» **Provided text**:
--- BEGIN ---
Resource-based, Declarative task-Graphs for Parallel, Event-driven Scheduling
RedGrapes is a C++20 framework for declaratively creating and scheduling task-graphs, based on a high-level resource description.
Modern compute nodes concurrently perform computational tasks over various memory resource pools, cores and accelerator devices. In order to achieve high scalability in such a system, communication and computation tasks need to be overlapped extensively.
Up until now, software developers who took up to this challenge had to juggle data and in-node execution dependencies manually, but that is a tedious and error-prone process. Real-world applications always use global shared states and also vary the workload at runtime depending on input parameters or other variables. In addition, asynchronous communication models complicate the program flow even further.
For this reason, one should decouple aforementioned computational tasks from their execution model altogether. A typical approach involves task-graphs, which are directed acyclic graphs (DAGs), whose vertices are some sort of computation (or communication) and the edges denote the execution precedence order. The execution precedence arises from the order in which those tasks were declared by the programmer but also have to take into account the data dependencies between the tasks.
Consequently, RedGrapes provides you with a light-weight, application-level, task-based C++ programming framework. Herein, a task-graph is generated declaratively from access to resources and order of your code, just as in serial programming.
The program shall be divided into tasks. A task is can be a sub-step in a computational solver, the exchange of data between two memory resource pools, or anything else. Tasks are the smallest unit the RedGrapes scheduler operates with. Data dependencies are described via resources, which are accessed and potentially manipulated by tasks.
Each task has an annotation how the resources are accessed. Therein allowed access modes depend on the type of the resource. A simple example would be read/write, but also more complex operations are possible, e.g., accessing sub-regions of a sequence-container or other atomic, commutative operations besides read. A resource can be associated with a specific access mode forming a resource access. These instances of a resource access can then be pairwise tested wheter they are conflicting and thereby creating a data-dependency (e.g., two writes to the same resource). So each task carries a list of these resource-accesses in its so-called task-properties. If two tasks have conflicting resource-accesses, the first created task is executed first. This is exactly the behavior that one would also achieve when programming serially, without hints given via resources.
--- END ---
» **The tasks**:
**A)** From the RedGrapes overview, extract the passage from "The program shall" to "manipulated by tasks.".
**B)** Answer these questions using the RedGrapes overview:
(i) Which C++ standard is RedGrapes a framework for?
(ii) What kind of graphs are task-graphs?
(iii) When two tasks have conflicting resource-accesses, which one is executed first?
**C)** Does each statement agree with the RedGrapes overview? Answer yes or no for each, and quote the words of the overview that decide it.
(i) RedGrapes is a C++17 framework.
(ii) Tasks are the smallest unit the RedGrapes scheduler operates with.
(iii) In a task-graph, the edges denote the execution precedence order.

» **Material**:
--- BEGIN ---
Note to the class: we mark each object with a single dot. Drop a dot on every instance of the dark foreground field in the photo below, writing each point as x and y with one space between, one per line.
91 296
--- END ---
» **Solution list**:
**A)**
The program shall be divided into tasks. A task is can be a sub-step in a computational solver, the exchange of data between two memory resource pools, or anything else. Tasks are the smallest unit the RedGrapes scheduler operates with. Data dependencies are described via resources, which are accessed and potentially manipulated by tasks.

**B)**
(i) C++20.
(ii) Directed acyclic graphs (DAGs).
(iii) The first created task.

**C)**
(i) No: "RedGrapes is a C++20 framework for declaratively creating and scheduling task-graphs"
(ii) Yes: "Tasks are the smallest unit the RedGrapes scheduler operates with."
(iii) Yes: "the edges denote the execution precedence order"